(Rows from a pointing dataset)
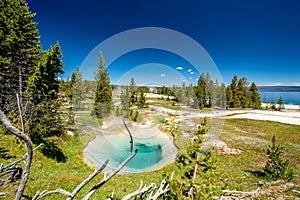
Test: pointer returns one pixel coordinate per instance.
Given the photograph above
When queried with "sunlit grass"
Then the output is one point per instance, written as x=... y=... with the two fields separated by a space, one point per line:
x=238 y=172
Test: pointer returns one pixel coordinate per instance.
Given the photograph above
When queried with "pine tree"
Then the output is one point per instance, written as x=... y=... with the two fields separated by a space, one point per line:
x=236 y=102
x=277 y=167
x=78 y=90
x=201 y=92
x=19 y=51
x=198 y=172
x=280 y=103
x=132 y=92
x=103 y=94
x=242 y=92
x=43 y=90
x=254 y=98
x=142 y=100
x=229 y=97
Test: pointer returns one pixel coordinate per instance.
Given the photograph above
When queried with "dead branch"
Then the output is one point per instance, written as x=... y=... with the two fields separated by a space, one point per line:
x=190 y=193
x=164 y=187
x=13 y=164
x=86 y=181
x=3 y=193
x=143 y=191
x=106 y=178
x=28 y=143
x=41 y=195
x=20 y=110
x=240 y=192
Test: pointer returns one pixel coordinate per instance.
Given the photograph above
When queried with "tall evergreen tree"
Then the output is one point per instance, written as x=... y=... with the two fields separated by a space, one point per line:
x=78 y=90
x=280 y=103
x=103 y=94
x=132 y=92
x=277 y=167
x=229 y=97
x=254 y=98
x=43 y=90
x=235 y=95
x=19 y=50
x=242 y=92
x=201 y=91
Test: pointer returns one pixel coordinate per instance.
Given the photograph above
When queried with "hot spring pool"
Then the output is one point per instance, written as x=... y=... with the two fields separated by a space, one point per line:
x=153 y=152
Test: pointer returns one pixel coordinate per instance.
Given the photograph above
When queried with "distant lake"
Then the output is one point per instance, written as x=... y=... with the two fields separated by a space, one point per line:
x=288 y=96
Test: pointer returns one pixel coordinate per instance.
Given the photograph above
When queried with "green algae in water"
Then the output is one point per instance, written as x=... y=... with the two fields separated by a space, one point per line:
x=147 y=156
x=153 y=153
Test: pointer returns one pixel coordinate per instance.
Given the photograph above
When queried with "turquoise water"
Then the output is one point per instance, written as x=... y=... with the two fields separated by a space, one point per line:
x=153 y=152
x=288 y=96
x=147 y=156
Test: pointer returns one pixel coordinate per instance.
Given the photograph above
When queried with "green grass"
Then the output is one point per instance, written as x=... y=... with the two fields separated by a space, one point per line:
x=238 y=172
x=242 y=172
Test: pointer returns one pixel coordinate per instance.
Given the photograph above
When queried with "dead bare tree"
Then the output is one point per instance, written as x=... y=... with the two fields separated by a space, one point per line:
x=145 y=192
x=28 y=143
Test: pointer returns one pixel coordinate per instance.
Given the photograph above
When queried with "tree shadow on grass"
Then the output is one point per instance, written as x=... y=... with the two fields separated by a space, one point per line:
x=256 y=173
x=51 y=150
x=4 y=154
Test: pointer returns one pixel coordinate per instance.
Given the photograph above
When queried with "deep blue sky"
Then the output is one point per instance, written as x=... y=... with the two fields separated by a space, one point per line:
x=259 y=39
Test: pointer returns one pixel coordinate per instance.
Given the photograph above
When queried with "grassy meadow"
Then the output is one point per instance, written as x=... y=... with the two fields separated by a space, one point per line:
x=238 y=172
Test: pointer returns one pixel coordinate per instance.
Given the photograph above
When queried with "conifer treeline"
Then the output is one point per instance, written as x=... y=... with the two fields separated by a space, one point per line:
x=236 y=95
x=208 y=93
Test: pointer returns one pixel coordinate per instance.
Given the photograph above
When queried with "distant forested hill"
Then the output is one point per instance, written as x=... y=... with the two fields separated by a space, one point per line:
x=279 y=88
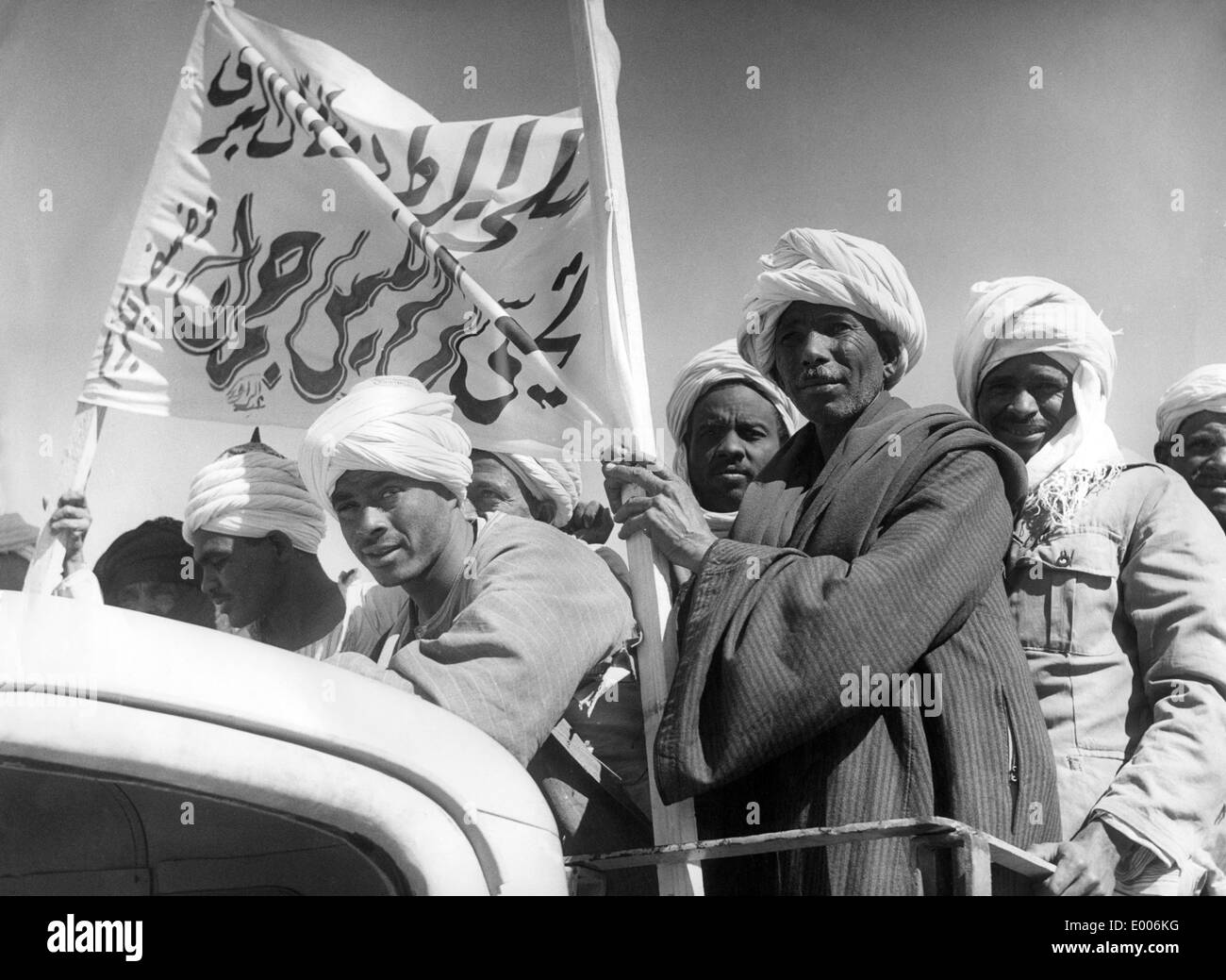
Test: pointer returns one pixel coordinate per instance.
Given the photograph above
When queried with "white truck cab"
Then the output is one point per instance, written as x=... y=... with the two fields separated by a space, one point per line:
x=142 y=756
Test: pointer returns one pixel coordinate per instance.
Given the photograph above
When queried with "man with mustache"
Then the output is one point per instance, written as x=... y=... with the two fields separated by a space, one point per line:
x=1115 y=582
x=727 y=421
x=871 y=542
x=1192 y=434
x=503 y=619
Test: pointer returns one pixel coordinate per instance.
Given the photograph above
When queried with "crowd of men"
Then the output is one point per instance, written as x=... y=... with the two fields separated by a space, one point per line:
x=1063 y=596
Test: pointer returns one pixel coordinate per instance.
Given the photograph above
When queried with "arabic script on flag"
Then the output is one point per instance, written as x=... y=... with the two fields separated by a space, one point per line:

## WHAT THE TASK ASKS
Write out the records above exactly as they stand, leaving out every picture.

## RESPONSE TO THE TASK
Test: pointer returns one pixel coordinate per instance.
Given the photograph above
When queried with "sunlit grass"
Then the output is one point per instance, written as x=... y=... with the two fields separated by a space, one point per line:
x=238 y=172
Test: pointer returns one pixel coordinate per instance.
Given the photograph above
When queried with "pine tree"
Then the output is one point per instance, written as x=... y=... with the two fields separated by a space, one point per line:
x=236 y=102
x=277 y=167
x=78 y=90
x=201 y=92
x=19 y=51
x=198 y=172
x=280 y=103
x=132 y=92
x=103 y=94
x=242 y=92
x=43 y=90
x=254 y=98
x=142 y=100
x=229 y=97
Test: pointer returns one pixel coordinate per instance.
Given the photograph above
When queried with "dead branch"
Then the output is one point per instance, written as x=... y=... with the two fields separated by a space, one point per line:
x=190 y=193
x=164 y=187
x=13 y=164
x=86 y=181
x=3 y=193
x=143 y=191
x=106 y=178
x=28 y=143
x=41 y=195
x=20 y=110
x=240 y=192
Test: pointer returns one pixel coordinate per instance.
Given the photograph above
When queried with "tall evergreen tree"
Then the output is one point per instance, written as x=... y=... with the two fields separated by a space, one point per line:
x=78 y=90
x=280 y=103
x=103 y=94
x=132 y=92
x=277 y=167
x=229 y=97
x=254 y=98
x=43 y=90
x=235 y=95
x=19 y=50
x=242 y=92
x=201 y=91
Test: pointer returns one pixel coordinate per instance.
Given the photograph above
When queried with "hot spring pool"
Then the output is one point per instance, written as x=... y=... with the two fields separated by a space, one point per line:
x=153 y=152
Test: pointer returns one pixel coordinate per instance.
Given the photograph above
When queried with "distant lake"
Then the output is one point per instance, written as x=... y=... with the two fields separated by a space, one point per line:
x=288 y=96
Test: pointer returns one pixel coordinate per instance.
Given the photograph above
When queried with "green algae in water"
Then the output is one point per instance, written as x=... y=... with the two fields separated by a space, one point per line:
x=147 y=156
x=153 y=153
Test: pointer returns one pixel coordinate per instance.
Given the photograph above
When queried with "turquoise water"
Then the output is one point per instance, written as x=... y=... with the two fields separated by a space, one point per line:
x=153 y=152
x=288 y=96
x=147 y=156
Test: pointer returns one pixel coordinate per instance.
Given the photograph above
When queried with "green grass"
Then the output is one point per instance, written as x=... y=... with the two fields separated by a space, one point per line:
x=238 y=172
x=242 y=172
Test: pointer returns one pixel coordinate per instance.
Given the photograph above
When queried with "dead bare tree"
Then the output is one point per instance, written as x=... y=... with the two fields separated by a space, one point per line:
x=145 y=192
x=28 y=143
Test: pointer returns one pixel coordinate per instance.
Given the photograph above
When queried with "tree shadow on grass"
Then the output is one point per instance, written as x=... y=... with the two fields separated by a space, one point per line:
x=256 y=173
x=51 y=150
x=4 y=154
Test: pointer returns one pixel coordinate per instance.
Given the photograph above
When queried with "deep blue sky"
Then the output is one point per instance, written as x=... y=... with the two fields separated by a space, one point per line:
x=259 y=39
Test: pointer returns one pixel coordinate per instance.
Given the photograph above
When queried with "grassy meadow"
Then the output is one point per instance, written as x=... y=... with the two fields separated by a space, one point per line:
x=238 y=172
Test: pointer returns one pixel coordinate per instance.
Given the photograph above
When queried with "conifer treeline"
Then the output is one point per instance, written as x=... y=... with the two fields separated by a space, one point per line:
x=236 y=95
x=208 y=93
Test: pointer returns one pixel coordinate per instance.
Given the photograph above
When queried with "distant forested hill"
Then the output is one point per instance, written as x=... y=... with the two fields separated by a space, one point per line:
x=279 y=88
Test: pointer returns one pixel coordinate per instance.
Given the photograph above
When queried with "white truck cab"
Then the output is one point per instance, written as x=... y=... with the two fields separated by a space, one point per line:
x=142 y=756
Test: pointer returns one pixel coordinate per instance.
Given the photograph above
When queried with "man with mustache"
Then the output is one point per instance, written as x=... y=... with the two fields separated by a space, one point per line:
x=1115 y=582
x=727 y=421
x=871 y=542
x=1192 y=434
x=503 y=619
Test: pointer returns one pixel coordinate per instance.
Given the photograph above
When queried with "crowd of men"
Then the output is one point per instance, written as x=... y=... with the two fields separated by a space, one point per line:
x=1063 y=596
Test: pointer returns one pixel coordinate per instance.
Given the photograph above
When queried with "arabic script on flag"
Then the output is one point per instance, written as x=... y=... with the two fields separated by a space, one point per line:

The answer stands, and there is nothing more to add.